- TASK TO CARRY OUT: Nothing but the lines from the one containing "Practice step: find the small" through the last line of the records below should be copied, exactly and without pictures.

- PROVIDED DATA:

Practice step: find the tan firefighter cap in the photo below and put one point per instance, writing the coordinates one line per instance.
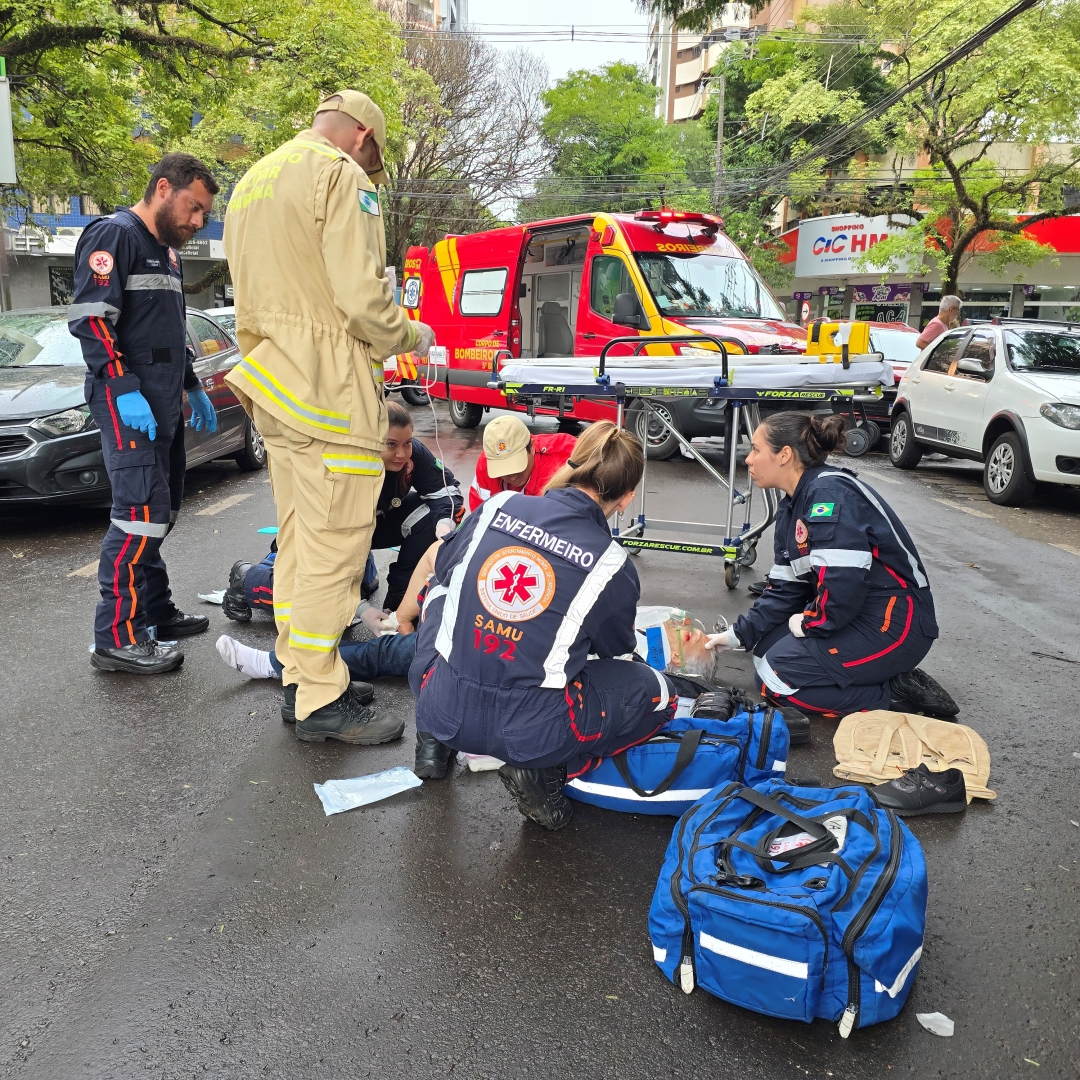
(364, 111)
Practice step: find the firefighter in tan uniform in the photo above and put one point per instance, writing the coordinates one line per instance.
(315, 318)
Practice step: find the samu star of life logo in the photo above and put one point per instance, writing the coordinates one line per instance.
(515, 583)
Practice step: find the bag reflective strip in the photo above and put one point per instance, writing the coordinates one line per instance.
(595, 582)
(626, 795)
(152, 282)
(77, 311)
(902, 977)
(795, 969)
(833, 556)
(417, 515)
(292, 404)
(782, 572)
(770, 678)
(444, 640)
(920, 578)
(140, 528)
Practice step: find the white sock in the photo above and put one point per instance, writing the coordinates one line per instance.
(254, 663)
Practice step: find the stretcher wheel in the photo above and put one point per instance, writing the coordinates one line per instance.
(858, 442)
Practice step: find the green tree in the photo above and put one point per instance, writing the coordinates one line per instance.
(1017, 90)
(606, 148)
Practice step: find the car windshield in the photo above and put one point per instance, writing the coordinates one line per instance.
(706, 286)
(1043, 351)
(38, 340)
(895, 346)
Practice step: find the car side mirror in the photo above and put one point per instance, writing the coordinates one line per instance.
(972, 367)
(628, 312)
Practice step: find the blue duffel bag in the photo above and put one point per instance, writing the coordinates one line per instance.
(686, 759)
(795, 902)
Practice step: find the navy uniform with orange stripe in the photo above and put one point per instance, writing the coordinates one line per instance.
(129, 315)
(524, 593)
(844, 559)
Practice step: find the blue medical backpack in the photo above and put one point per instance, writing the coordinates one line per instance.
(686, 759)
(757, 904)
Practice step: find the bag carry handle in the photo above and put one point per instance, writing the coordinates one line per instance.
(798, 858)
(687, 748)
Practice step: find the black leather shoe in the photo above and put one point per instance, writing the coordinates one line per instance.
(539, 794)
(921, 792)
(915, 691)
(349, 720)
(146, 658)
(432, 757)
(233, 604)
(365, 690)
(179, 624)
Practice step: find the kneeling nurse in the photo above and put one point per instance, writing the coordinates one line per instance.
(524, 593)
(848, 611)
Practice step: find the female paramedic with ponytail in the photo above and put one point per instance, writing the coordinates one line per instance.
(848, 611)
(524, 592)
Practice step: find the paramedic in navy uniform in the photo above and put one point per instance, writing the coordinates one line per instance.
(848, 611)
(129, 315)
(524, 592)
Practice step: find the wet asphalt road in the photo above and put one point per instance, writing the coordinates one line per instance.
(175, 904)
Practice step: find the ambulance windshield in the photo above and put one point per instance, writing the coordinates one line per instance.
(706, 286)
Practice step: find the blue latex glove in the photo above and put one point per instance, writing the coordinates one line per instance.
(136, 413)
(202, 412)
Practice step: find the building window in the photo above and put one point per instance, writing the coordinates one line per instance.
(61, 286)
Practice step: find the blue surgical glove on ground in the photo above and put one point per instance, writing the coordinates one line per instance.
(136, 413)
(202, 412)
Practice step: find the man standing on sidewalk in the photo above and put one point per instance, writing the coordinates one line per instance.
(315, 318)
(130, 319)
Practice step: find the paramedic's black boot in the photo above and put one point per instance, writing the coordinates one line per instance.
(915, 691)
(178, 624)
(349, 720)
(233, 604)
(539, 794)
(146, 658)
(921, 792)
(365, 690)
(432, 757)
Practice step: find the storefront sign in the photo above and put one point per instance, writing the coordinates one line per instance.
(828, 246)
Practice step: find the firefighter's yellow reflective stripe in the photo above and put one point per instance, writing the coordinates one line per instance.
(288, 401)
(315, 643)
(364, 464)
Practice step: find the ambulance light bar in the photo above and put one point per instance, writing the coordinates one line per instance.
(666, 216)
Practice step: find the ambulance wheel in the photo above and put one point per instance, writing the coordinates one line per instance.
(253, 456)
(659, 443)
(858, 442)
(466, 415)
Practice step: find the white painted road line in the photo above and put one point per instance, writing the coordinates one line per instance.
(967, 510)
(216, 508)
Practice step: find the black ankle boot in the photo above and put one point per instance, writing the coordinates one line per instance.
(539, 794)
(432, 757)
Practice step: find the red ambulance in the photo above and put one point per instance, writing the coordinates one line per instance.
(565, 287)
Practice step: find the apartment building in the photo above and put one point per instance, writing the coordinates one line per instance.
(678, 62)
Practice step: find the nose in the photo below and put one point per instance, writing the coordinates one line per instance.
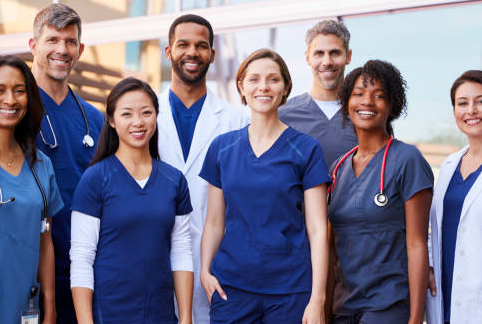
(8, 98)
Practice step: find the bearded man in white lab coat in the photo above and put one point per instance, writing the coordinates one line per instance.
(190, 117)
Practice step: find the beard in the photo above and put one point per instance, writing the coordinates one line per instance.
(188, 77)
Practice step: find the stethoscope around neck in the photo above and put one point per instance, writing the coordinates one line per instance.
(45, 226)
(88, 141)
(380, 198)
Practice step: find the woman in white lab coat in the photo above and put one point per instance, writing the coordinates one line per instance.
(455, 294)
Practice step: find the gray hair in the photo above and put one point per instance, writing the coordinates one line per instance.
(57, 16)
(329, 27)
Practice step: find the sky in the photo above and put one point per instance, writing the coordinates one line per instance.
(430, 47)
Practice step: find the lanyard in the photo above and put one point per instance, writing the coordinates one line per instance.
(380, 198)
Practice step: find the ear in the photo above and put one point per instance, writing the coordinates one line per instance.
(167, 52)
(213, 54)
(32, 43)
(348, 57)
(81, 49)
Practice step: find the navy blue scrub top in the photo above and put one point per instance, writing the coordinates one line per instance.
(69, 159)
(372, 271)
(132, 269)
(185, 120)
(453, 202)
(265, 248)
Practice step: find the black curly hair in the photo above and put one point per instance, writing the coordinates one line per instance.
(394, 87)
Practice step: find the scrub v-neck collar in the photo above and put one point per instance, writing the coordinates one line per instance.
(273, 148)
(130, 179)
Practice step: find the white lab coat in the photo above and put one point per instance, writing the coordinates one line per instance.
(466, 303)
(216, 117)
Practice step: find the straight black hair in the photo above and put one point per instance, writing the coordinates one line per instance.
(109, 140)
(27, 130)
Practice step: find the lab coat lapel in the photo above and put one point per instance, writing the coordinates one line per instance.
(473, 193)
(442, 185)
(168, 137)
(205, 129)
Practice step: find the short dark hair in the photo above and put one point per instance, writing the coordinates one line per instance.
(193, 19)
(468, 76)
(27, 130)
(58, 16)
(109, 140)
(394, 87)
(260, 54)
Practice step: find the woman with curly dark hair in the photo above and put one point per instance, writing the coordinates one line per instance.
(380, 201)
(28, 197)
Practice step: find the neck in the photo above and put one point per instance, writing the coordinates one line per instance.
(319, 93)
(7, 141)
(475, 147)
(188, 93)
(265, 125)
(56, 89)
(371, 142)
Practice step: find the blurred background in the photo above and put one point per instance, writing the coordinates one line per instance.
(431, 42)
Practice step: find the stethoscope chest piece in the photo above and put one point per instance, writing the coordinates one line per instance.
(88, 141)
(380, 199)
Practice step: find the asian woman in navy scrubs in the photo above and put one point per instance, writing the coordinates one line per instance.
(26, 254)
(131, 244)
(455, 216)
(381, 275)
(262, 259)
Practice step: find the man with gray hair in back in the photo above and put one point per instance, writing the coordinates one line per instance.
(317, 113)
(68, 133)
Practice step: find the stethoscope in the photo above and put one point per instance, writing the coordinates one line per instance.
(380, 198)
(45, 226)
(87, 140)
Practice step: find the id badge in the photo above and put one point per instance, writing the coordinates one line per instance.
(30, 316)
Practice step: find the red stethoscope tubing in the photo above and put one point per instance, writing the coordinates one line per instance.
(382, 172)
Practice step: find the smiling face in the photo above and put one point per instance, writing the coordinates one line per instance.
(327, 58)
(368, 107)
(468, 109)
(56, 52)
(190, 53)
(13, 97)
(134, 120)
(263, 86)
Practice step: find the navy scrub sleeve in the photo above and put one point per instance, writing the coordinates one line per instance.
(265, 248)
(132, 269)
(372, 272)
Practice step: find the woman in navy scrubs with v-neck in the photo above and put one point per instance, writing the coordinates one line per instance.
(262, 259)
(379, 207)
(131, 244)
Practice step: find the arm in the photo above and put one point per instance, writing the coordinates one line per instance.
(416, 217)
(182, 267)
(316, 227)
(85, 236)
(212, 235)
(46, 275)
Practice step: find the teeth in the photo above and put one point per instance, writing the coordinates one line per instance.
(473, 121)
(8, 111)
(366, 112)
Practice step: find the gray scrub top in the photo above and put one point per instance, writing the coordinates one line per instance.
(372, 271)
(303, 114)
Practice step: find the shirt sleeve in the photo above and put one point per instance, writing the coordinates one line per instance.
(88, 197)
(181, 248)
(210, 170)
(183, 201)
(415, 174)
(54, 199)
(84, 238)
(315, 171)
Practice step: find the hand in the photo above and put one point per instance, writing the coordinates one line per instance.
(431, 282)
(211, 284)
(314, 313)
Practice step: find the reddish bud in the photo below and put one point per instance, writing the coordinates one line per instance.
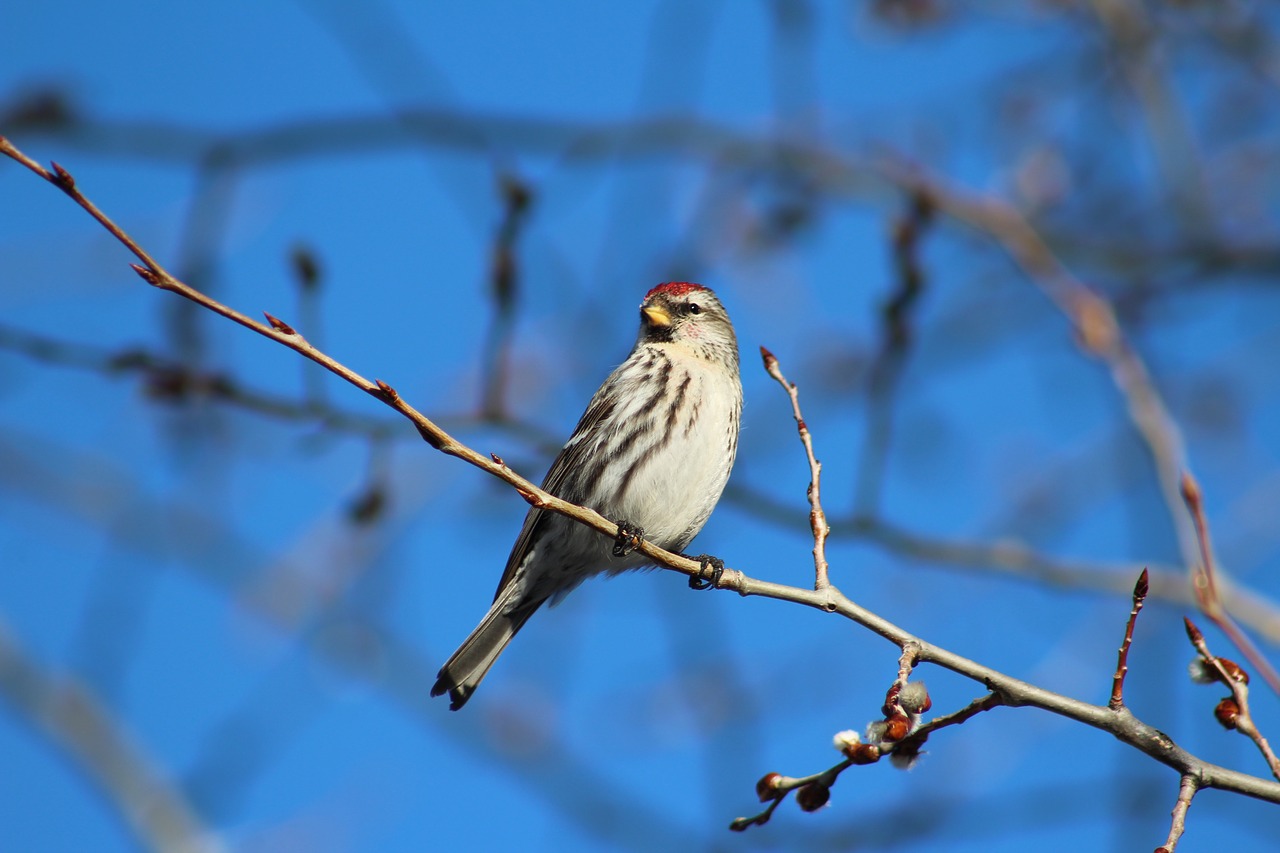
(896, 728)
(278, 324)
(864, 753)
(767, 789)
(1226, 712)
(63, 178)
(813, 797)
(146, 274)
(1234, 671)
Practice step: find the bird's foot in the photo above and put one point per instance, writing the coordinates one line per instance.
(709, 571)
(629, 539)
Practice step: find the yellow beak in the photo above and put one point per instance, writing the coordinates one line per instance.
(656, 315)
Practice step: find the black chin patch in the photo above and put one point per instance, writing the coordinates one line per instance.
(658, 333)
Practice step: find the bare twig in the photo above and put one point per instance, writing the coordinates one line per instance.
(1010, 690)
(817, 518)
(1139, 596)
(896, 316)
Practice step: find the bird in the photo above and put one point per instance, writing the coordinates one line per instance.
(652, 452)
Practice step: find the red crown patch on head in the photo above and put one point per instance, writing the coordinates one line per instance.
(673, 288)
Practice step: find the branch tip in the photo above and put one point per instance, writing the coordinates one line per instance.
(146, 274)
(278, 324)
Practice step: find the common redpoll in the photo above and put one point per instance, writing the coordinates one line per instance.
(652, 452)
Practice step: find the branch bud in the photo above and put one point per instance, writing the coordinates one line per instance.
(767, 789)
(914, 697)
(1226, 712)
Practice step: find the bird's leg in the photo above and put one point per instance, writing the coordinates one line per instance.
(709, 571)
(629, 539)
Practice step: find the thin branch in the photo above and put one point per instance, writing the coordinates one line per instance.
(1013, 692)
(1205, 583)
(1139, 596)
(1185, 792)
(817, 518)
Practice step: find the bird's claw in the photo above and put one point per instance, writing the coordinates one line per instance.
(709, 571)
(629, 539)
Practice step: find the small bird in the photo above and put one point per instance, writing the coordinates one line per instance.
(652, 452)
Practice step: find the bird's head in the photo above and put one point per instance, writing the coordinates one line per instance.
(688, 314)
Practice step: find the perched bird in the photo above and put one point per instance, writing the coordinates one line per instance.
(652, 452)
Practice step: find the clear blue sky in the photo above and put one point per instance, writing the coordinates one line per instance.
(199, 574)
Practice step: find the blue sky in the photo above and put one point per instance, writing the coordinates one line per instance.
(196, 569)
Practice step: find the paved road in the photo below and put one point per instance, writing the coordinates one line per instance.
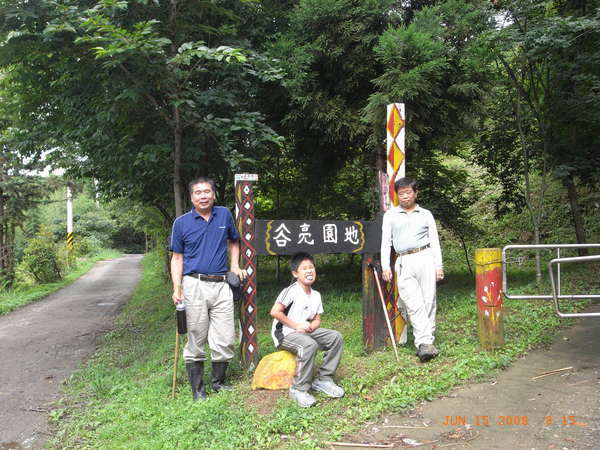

- FULL ANSWER:
Practice step: find the small bird in the photo above and put one point per instance, writing the coordinates one line per instance.
(652, 452)
Practice step: find the bird's head in the photo above and put one point per instance, writing the coordinates one line per instance.
(688, 314)
Practice step: find the perched bird in the photo above and put one point per instance, writing the coordinates one line per instance.
(652, 452)
Practice step: find the clear blue sky in the photo above and put one point per instance, writing the coordinates one line per instance.
(199, 574)
Practice step: find the blue sky in the photo above and put one point per instance, writing the coordinates one line per instance.
(196, 569)
Practice step: find the paved road in the photo below and put one point per instance, writing the coordinates one line per instance.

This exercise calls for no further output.